**Data records**
=== Section Start ===

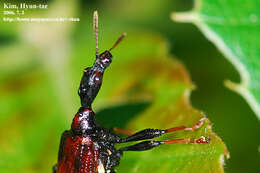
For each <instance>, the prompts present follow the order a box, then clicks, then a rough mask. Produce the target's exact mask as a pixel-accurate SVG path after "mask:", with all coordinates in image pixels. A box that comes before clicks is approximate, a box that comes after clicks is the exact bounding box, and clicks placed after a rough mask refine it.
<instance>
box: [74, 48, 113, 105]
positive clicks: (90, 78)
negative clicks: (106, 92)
mask: <svg viewBox="0 0 260 173" xmlns="http://www.w3.org/2000/svg"><path fill="white" fill-rule="evenodd" d="M112 58H113V56H112V55H111V53H110V52H109V51H104V52H103V53H101V54H100V55H99V56H97V57H96V60H95V62H94V65H93V66H92V67H88V68H86V69H85V70H84V73H83V77H82V79H81V82H80V87H79V90H78V94H79V96H80V100H81V105H82V106H83V107H86V108H91V104H92V102H93V101H94V99H95V98H96V96H97V94H98V92H99V90H100V87H101V85H102V80H103V74H104V71H105V69H106V68H107V67H108V66H109V65H110V64H111V62H112Z"/></svg>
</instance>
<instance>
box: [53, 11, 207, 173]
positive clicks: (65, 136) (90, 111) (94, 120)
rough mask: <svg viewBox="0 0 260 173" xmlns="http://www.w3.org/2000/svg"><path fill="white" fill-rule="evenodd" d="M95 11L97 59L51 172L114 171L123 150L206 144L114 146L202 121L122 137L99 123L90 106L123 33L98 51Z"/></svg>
mask: <svg viewBox="0 0 260 173" xmlns="http://www.w3.org/2000/svg"><path fill="white" fill-rule="evenodd" d="M97 27H98V13H97V11H95V12H94V31H95V35H96V60H95V62H94V64H93V66H92V67H88V68H86V69H85V70H84V73H83V77H82V79H81V82H80V87H79V90H78V94H79V96H80V100H81V108H80V109H79V110H78V112H77V114H76V115H75V117H74V119H73V121H72V124H71V129H70V130H67V131H65V132H64V133H63V134H62V137H61V141H60V148H59V155H58V163H57V164H56V165H55V166H54V167H53V172H54V173H115V171H114V168H115V166H117V165H118V164H119V162H120V159H121V157H122V155H123V153H124V152H125V151H143V150H149V149H152V148H154V147H157V146H159V145H163V144H173V143H208V139H207V138H205V137H201V138H199V139H195V140H190V139H173V140H166V141H156V140H148V141H143V142H140V143H137V144H135V145H130V146H127V147H123V148H120V149H116V148H115V146H114V144H115V143H125V142H130V141H140V140H147V139H152V138H155V137H158V136H161V135H163V134H165V133H170V132H173V131H177V130H194V129H197V128H199V127H200V126H201V125H202V124H203V120H204V119H206V118H202V119H200V120H199V121H198V122H197V123H196V124H195V125H193V126H192V127H185V126H179V127H174V128H170V129H166V130H161V129H145V130H142V131H139V132H137V133H133V134H132V135H130V136H128V137H126V138H121V137H120V136H118V135H116V132H117V133H120V132H122V130H120V129H117V130H115V132H111V131H110V130H107V129H105V128H103V127H102V126H100V125H99V124H98V123H97V122H96V120H95V113H94V111H93V110H92V108H91V105H92V102H93V100H94V99H95V97H96V96H97V94H98V92H99V89H100V87H101V84H102V78H103V74H104V71H105V69H106V68H107V67H108V66H109V65H110V64H111V62H112V59H113V56H112V55H111V53H110V51H111V50H112V49H114V48H115V47H116V46H117V45H118V43H119V42H120V41H121V40H122V39H123V38H124V37H125V36H126V34H123V35H122V36H121V37H120V38H119V39H118V40H117V41H116V43H115V44H114V45H113V46H112V48H110V49H109V50H106V51H104V52H103V53H101V54H100V55H99V54H98V32H97V30H98V28H97Z"/></svg>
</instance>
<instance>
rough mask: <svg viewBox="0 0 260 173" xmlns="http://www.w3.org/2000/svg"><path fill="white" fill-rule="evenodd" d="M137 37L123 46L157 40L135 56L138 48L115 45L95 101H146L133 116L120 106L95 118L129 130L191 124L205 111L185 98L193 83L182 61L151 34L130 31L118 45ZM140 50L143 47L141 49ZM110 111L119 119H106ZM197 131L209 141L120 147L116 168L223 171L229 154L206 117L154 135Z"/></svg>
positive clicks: (129, 144) (102, 101)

=== Section End ===

**Your objective**
Please copy the data above exactly; the pictures do not belong in the copy.

**Solution below**
For each <instance>, the prompts present follow the order a box, then clicks, then a rough mask. Produce the target's exact mask as a pixel-accurate SVG path after "mask:", with all coordinates in image pixels. A box that comes before clicks is approximate, a box that comes after clicks is the exact bounding box, and clicks placed after a rough mask refine it.
<instance>
box: [74, 48, 113, 105]
positive clicks: (90, 78)
negative clicks: (106, 92)
mask: <svg viewBox="0 0 260 173" xmlns="http://www.w3.org/2000/svg"><path fill="white" fill-rule="evenodd" d="M112 58H113V56H112V55H111V53H110V52H109V51H104V52H103V53H101V54H100V55H99V56H97V57H96V60H95V62H94V65H93V66H92V67H88V68H86V69H85V70H84V73H83V77H82V79H81V82H80V87H79V90H78V94H79V96H80V100H81V105H82V106H83V107H86V108H91V104H92V102H93V101H94V99H95V98H96V96H97V94H98V92H99V90H100V87H101V85H102V80H103V74H104V71H105V69H106V68H107V67H108V66H109V65H110V64H111V62H112Z"/></svg>
</instance>
<instance>
box: [53, 11, 207, 173]
positive clicks: (65, 136) (90, 111) (94, 120)
rough mask: <svg viewBox="0 0 260 173" xmlns="http://www.w3.org/2000/svg"><path fill="white" fill-rule="evenodd" d="M95 11L97 59L51 172L114 171L123 150L206 144L114 146L202 121L122 137L99 123L90 106L123 33L98 51Z"/></svg>
mask: <svg viewBox="0 0 260 173" xmlns="http://www.w3.org/2000/svg"><path fill="white" fill-rule="evenodd" d="M97 27H98V13H97V11H95V12H94V31H95V35H96V60H95V62H94V64H93V66H92V67H88V68H86V69H85V70H84V73H83V77H82V79H81V82H80V87H79V90H78V94H79V96H80V100H81V108H80V109H79V110H78V112H77V114H76V115H75V117H74V119H73V121H72V124H71V129H70V130H67V131H65V132H64V133H63V134H62V137H61V141H60V148H59V155H58V163H57V164H56V165H55V166H54V167H53V172H54V173H115V171H114V168H115V166H117V165H118V164H119V162H120V159H121V157H122V155H123V153H124V152H125V151H143V150H149V149H152V148H154V147H157V146H159V145H163V144H173V143H208V139H207V138H205V137H201V138H199V139H195V140H190V139H173V140H166V141H156V140H148V141H143V142H140V143H137V144H135V145H130V146H127V147H123V148H120V149H116V148H115V146H114V144H115V143H125V142H130V141H140V140H147V139H152V138H155V137H158V136H161V135H163V134H165V133H170V132H173V131H177V130H194V129H197V128H199V127H200V126H201V125H202V124H203V120H204V119H206V118H202V119H200V120H199V121H198V122H197V123H196V124H195V125H193V126H192V127H185V126H179V127H174V128H170V129H166V130H161V129H145V130H142V131H139V132H137V133H133V134H132V135H130V136H128V137H126V138H121V137H120V136H118V135H116V132H117V133H120V132H122V130H120V129H117V130H115V132H111V131H110V130H107V129H105V128H103V127H102V126H100V125H99V124H98V123H97V122H96V120H95V113H94V111H93V110H92V108H91V105H92V102H93V100H94V99H95V97H96V96H97V94H98V92H99V89H100V87H101V84H102V78H103V74H104V71H105V69H106V68H107V67H108V66H109V65H110V64H111V62H112V59H113V56H112V55H111V53H110V51H111V50H112V49H114V48H115V47H116V46H117V45H118V43H119V42H120V41H121V40H122V39H123V38H124V37H125V36H126V34H123V35H122V36H121V37H120V38H119V39H118V40H117V41H116V43H115V44H114V45H113V46H112V48H110V49H109V50H106V51H104V52H103V53H101V54H100V55H99V54H98V32H97V30H98V28H97Z"/></svg>
</instance>
<instance>
rough mask: <svg viewBox="0 0 260 173" xmlns="http://www.w3.org/2000/svg"><path fill="white" fill-rule="evenodd" d="M137 37L123 46L157 40L135 56L138 48L115 45L95 101H146L133 116L120 106L95 118L129 130L191 124L205 111L185 98L193 83L182 61L151 34L130 31L118 45ZM140 50L143 47L141 49ZM110 111L119 119H106ZM197 131L209 141L120 147L116 168L223 171L229 154L206 117L154 135Z"/></svg>
positive clicks: (129, 144) (102, 101)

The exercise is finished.